_DO THIS_:
In the listing, copy out only the lines from the one containing "of the purple" through the one containing "pixel 25 20", inclusive. Replace "purple" with "violet" and leave everything else unchanged.

[Start of PROVIDED DATA]

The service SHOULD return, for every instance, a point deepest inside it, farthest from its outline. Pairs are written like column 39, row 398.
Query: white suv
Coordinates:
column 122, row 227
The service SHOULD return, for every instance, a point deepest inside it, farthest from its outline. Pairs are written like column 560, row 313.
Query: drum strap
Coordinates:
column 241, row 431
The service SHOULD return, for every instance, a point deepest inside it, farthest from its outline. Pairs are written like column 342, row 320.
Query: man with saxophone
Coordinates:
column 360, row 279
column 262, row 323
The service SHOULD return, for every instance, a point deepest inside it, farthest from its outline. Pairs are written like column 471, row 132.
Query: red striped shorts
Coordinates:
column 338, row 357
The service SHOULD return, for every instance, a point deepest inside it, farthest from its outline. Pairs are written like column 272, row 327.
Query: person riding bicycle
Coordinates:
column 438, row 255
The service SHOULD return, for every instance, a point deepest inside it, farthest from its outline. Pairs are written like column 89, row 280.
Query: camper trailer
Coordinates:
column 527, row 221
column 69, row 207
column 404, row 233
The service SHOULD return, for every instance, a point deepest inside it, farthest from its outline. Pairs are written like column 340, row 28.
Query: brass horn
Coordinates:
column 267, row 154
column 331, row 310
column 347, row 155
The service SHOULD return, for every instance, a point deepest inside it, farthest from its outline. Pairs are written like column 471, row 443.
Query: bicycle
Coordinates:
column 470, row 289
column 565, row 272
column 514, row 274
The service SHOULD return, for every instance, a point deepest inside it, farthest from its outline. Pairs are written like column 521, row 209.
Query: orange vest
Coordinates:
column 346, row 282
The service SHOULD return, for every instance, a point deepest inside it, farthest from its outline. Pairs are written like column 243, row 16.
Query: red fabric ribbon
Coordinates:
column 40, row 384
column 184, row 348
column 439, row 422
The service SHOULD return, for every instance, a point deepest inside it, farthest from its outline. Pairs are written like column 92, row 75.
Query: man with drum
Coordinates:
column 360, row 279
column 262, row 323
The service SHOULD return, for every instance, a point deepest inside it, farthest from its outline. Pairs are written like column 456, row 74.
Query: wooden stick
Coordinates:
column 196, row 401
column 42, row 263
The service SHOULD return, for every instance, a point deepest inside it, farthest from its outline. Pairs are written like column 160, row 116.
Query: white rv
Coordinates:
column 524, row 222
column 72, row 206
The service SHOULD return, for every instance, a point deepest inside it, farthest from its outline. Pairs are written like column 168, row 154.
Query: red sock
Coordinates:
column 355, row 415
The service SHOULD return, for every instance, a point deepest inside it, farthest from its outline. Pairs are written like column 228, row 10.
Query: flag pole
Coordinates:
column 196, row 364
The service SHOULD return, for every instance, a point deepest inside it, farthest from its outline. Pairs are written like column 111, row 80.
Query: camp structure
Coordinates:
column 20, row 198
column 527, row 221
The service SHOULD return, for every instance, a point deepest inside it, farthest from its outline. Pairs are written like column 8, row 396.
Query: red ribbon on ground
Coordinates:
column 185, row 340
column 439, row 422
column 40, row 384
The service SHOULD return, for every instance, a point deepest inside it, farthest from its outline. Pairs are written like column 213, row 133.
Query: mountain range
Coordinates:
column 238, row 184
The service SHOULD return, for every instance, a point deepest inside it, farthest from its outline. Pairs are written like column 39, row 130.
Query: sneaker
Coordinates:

[End of PROVIDED DATA]
[Start of PROVIDED DATA]

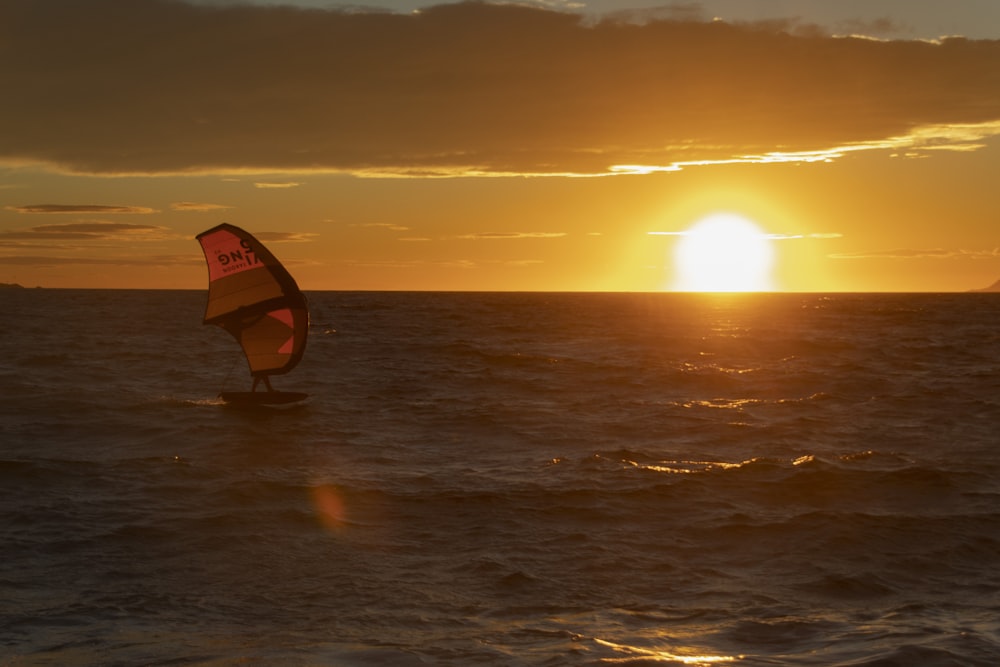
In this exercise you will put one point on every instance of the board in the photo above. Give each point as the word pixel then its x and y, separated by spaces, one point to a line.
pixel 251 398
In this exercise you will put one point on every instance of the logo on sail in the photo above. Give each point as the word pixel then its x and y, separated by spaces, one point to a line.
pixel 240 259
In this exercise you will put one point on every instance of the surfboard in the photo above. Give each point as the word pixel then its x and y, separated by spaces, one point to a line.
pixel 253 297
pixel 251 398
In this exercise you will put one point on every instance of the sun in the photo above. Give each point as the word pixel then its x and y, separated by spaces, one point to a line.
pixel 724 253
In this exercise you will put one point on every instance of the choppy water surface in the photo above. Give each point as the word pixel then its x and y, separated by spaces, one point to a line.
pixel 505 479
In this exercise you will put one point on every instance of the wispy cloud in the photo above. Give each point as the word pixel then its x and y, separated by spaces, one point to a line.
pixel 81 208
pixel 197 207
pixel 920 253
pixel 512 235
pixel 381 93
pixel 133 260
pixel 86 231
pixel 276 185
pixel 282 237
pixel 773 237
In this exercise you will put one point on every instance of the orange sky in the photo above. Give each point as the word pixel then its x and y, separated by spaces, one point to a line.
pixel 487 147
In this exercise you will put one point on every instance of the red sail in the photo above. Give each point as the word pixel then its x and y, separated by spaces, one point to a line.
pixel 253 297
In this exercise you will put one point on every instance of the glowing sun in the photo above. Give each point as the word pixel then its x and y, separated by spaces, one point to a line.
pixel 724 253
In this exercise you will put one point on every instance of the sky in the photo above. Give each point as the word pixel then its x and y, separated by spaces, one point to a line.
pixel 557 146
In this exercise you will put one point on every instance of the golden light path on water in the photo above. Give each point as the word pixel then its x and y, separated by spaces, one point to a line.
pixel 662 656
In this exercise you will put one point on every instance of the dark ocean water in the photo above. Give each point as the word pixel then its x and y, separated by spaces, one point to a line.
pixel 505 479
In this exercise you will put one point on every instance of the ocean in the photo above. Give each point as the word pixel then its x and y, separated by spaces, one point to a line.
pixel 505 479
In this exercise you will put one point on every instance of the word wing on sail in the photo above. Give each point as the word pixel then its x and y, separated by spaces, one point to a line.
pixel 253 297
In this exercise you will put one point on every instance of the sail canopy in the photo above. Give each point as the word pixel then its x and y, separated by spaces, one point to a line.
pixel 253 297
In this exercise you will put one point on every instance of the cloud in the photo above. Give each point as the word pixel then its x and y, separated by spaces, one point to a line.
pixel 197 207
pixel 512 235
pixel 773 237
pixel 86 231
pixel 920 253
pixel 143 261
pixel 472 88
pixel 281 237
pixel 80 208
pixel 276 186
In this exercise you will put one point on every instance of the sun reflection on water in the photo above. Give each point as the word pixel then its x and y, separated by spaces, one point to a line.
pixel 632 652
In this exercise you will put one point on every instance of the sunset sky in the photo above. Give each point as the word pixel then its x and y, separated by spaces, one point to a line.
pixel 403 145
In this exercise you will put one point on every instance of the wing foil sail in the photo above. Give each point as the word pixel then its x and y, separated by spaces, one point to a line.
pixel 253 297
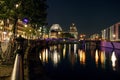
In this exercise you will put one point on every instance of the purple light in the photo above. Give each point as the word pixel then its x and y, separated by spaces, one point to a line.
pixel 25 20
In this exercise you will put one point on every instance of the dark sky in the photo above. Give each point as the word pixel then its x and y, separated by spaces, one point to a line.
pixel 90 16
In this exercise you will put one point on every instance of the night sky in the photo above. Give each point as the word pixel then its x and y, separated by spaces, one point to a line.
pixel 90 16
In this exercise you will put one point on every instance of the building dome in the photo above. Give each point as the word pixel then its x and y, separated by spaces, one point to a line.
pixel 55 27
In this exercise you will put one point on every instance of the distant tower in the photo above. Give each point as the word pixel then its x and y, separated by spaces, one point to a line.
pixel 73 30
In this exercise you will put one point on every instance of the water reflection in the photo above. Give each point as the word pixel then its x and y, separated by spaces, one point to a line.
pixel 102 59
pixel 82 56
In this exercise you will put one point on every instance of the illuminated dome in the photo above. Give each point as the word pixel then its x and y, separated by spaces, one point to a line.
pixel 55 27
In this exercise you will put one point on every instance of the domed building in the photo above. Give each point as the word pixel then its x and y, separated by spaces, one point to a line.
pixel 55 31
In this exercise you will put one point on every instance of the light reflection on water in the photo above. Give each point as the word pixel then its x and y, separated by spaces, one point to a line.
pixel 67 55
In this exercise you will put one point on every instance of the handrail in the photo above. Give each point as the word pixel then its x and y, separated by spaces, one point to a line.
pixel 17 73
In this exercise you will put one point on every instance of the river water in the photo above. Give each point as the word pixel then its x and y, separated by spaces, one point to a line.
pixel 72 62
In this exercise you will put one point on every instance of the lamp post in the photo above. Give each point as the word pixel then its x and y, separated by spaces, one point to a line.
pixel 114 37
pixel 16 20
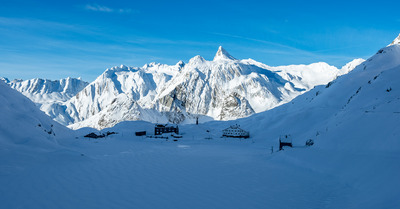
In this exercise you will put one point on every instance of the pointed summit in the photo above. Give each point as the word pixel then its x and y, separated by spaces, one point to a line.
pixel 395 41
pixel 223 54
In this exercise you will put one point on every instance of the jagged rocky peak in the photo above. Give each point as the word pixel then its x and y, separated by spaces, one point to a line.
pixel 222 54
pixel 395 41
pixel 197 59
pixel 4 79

[End of PROVIDED DATA]
[Start of PROVIDED DATA]

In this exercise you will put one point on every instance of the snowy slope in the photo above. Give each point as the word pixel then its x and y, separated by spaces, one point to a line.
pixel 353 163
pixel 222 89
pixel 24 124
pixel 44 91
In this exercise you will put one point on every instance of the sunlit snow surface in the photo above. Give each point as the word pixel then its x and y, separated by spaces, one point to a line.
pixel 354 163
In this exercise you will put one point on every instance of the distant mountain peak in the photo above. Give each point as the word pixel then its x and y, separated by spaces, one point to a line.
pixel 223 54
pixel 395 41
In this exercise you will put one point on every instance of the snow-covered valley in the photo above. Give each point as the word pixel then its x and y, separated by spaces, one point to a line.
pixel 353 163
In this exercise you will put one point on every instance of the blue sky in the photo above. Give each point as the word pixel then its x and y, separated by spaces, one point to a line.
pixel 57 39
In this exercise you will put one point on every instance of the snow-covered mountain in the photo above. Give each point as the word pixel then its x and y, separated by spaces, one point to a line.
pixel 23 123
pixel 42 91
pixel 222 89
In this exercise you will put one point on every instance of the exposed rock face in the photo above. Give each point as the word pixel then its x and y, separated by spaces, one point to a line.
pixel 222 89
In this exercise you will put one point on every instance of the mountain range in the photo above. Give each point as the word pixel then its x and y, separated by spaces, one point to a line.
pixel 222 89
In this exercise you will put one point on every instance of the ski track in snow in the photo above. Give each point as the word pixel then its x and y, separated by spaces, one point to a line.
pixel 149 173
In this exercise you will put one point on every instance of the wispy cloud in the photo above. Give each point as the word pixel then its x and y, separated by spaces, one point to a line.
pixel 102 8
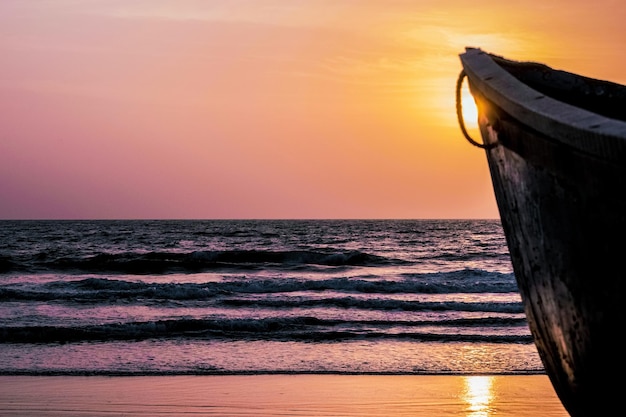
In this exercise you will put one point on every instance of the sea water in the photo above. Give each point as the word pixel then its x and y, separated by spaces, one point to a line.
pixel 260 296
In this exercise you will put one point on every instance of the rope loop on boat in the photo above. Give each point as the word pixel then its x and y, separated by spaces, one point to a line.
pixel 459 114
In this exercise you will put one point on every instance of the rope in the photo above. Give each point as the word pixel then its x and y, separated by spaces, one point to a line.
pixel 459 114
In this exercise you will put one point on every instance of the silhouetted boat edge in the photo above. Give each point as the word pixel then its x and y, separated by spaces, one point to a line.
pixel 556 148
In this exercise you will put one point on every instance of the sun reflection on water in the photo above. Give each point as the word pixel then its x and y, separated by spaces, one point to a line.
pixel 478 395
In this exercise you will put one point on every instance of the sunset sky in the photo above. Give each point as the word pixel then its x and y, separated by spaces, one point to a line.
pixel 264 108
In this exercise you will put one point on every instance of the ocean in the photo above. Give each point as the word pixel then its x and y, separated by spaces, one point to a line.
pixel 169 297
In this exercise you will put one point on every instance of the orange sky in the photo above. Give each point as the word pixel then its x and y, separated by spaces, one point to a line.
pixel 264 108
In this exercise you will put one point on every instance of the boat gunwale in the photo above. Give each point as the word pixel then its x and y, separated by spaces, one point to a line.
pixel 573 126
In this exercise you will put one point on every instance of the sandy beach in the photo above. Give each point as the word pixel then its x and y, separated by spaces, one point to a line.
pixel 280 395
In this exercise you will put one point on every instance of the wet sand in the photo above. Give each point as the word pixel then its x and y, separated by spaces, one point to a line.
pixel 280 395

[End of PROVIDED DATA]

_SOLUTION TO THIS PROBLEM_:
In this exercise you will put one point on every instance of the violet light in the photo above. Give each point as the word pixel then its x and y, separated by spaces, one point to a line.
pixel 25 20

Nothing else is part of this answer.